====== Data rows ======

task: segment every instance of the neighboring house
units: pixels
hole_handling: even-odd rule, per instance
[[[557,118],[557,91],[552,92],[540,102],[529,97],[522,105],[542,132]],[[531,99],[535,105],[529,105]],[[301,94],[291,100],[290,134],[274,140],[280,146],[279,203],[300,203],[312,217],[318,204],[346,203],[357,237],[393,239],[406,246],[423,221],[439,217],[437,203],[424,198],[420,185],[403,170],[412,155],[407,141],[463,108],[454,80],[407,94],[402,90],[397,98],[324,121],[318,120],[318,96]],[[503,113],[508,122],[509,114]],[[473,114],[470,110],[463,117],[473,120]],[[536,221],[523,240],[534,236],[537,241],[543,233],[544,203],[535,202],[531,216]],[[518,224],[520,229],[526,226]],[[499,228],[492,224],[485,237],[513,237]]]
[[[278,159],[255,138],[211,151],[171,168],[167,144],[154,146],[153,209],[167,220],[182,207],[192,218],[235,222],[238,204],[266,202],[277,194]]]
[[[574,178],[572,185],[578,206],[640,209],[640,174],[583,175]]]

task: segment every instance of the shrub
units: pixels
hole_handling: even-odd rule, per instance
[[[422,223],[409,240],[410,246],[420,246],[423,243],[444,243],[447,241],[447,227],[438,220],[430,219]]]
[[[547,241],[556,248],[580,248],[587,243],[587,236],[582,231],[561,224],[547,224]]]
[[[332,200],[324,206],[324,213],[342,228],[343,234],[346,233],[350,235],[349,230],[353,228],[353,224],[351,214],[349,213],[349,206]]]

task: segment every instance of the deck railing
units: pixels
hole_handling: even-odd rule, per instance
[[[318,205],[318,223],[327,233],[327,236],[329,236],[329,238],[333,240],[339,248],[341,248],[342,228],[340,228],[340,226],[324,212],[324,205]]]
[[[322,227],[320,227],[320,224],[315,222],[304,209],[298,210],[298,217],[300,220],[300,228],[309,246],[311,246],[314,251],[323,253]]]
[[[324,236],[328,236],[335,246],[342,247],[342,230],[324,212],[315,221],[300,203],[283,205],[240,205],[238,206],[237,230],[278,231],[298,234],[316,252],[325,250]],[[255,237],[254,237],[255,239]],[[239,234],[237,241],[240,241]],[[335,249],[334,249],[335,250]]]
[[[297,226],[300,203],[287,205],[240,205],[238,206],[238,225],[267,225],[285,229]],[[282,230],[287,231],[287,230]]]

======

Task to complete
Reproduce every row above character for character, leaving nothing out.

Response to the exercise
task: segment every instance of the neighboring house
units: pixels
hole_handling: even-odd rule, per instance
[[[557,118],[557,91],[552,92],[540,102],[529,97],[522,105],[542,132]],[[531,99],[535,105],[529,105]],[[301,94],[291,100],[290,134],[274,140],[280,146],[279,203],[300,203],[312,217],[318,204],[346,203],[357,237],[393,239],[406,246],[423,221],[439,217],[437,203],[424,198],[420,185],[403,170],[412,155],[407,141],[463,108],[454,80],[407,94],[402,90],[397,98],[324,121],[318,120],[318,96]],[[503,113],[508,122],[509,114]],[[473,114],[470,110],[463,117],[473,120]],[[536,221],[523,240],[534,236],[537,241],[543,233],[544,203],[535,202],[531,216]],[[518,224],[520,229],[526,226]],[[499,228],[492,224],[485,237],[513,237]]]
[[[278,159],[255,138],[211,151],[171,168],[167,144],[154,146],[153,209],[167,220],[182,207],[192,218],[235,222],[238,204],[266,202],[277,194]]]
[[[574,178],[572,185],[578,206],[640,209],[640,174],[583,175]]]

task: segment every instance of the shrub
units: pixels
hole_handling: even-odd rule, per instance
[[[422,223],[409,240],[410,246],[420,246],[423,243],[444,243],[447,241],[447,227],[438,220],[430,219]]]
[[[547,241],[556,248],[580,248],[587,243],[587,236],[582,231],[561,224],[547,224]]]
[[[332,200],[324,206],[324,213],[342,228],[343,234],[346,233],[350,235],[349,230],[353,228],[353,224],[351,214],[349,213],[349,206]]]

task: segment every instance of the deck railing
units: pixels
hole_handling: even-odd rule, per instance
[[[318,205],[318,223],[327,233],[327,236],[329,236],[329,238],[333,240],[339,248],[341,248],[342,228],[340,228],[340,226],[324,212],[324,205]]]
[[[322,227],[320,227],[320,224],[315,222],[304,209],[298,210],[298,217],[300,220],[300,228],[309,246],[311,246],[314,251],[323,253]]]
[[[324,236],[328,236],[335,246],[342,247],[342,230],[324,212],[315,221],[300,203],[283,205],[240,205],[238,206],[237,230],[278,231],[298,234],[316,252],[325,250]],[[255,237],[254,237],[255,239]],[[239,234],[237,241],[240,241]],[[335,249],[334,249],[335,250]]]
[[[297,226],[300,203],[287,205],[240,205],[238,206],[238,225],[267,225],[285,229]],[[282,230],[287,231],[287,230]]]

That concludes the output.